Exercise objective: Check each line of the material that follows, and copy those holding the string "delicate".

┄┄┄┄┄┄┄┄┄┄┄┄┄┄┄┄┄┄┄┄

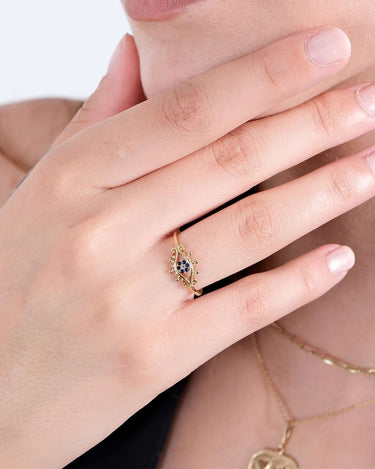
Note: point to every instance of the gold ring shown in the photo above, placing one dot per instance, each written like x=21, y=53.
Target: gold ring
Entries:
x=184, y=266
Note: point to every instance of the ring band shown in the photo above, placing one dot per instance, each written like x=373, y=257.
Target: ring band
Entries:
x=184, y=266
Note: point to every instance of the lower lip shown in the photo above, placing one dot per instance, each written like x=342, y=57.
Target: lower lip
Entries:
x=148, y=10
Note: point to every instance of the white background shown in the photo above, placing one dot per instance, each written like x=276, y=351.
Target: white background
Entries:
x=56, y=47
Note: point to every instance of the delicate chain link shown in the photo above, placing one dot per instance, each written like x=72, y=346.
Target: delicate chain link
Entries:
x=284, y=411
x=324, y=356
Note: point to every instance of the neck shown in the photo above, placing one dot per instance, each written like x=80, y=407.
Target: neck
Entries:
x=342, y=321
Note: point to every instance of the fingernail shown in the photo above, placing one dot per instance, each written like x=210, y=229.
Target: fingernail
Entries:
x=371, y=161
x=365, y=96
x=328, y=46
x=340, y=260
x=117, y=53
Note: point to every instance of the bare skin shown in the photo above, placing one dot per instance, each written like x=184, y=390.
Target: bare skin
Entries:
x=199, y=398
x=225, y=415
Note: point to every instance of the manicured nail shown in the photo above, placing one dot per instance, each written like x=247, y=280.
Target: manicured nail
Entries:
x=340, y=260
x=371, y=161
x=328, y=46
x=117, y=53
x=365, y=96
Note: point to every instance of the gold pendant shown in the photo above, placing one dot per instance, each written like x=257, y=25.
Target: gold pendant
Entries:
x=275, y=458
x=272, y=459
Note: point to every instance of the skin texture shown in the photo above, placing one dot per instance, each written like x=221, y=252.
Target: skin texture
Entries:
x=341, y=322
x=75, y=243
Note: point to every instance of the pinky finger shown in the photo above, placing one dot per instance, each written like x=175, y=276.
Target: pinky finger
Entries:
x=208, y=325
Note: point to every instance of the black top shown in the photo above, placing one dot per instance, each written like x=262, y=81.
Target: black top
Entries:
x=138, y=443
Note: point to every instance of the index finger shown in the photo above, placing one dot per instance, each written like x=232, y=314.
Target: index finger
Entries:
x=199, y=111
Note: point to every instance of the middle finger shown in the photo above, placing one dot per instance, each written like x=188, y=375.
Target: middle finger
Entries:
x=257, y=150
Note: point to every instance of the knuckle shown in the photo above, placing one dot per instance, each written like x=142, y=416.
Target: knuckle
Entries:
x=310, y=280
x=325, y=115
x=343, y=184
x=253, y=304
x=187, y=108
x=258, y=223
x=238, y=153
x=82, y=247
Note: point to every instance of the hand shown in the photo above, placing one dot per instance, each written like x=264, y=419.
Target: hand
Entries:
x=93, y=325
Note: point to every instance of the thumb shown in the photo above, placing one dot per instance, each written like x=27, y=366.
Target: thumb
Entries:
x=118, y=90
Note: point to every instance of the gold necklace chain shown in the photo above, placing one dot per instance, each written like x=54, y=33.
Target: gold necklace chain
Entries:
x=324, y=356
x=275, y=458
x=281, y=404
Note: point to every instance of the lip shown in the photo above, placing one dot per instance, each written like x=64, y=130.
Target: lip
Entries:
x=153, y=10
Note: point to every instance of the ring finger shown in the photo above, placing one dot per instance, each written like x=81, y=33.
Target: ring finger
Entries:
x=261, y=224
x=247, y=156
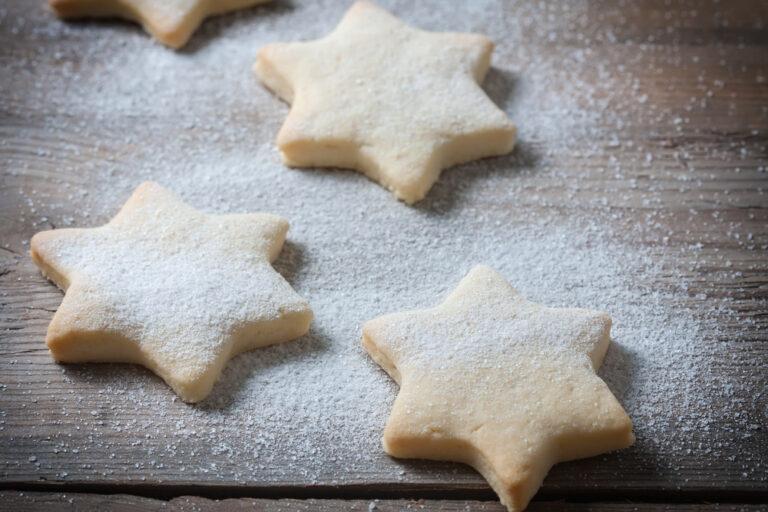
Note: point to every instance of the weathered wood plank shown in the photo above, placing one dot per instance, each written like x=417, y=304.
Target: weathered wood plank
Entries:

┄┄┄┄┄┄┄┄┄┄┄┄┄┄┄┄┄┄┄┄

Task answer:
Note: point to every instance of the delicate chain link shown in the photo above, placing one dot per instance, each written like x=72, y=346.
Target: delicate chain link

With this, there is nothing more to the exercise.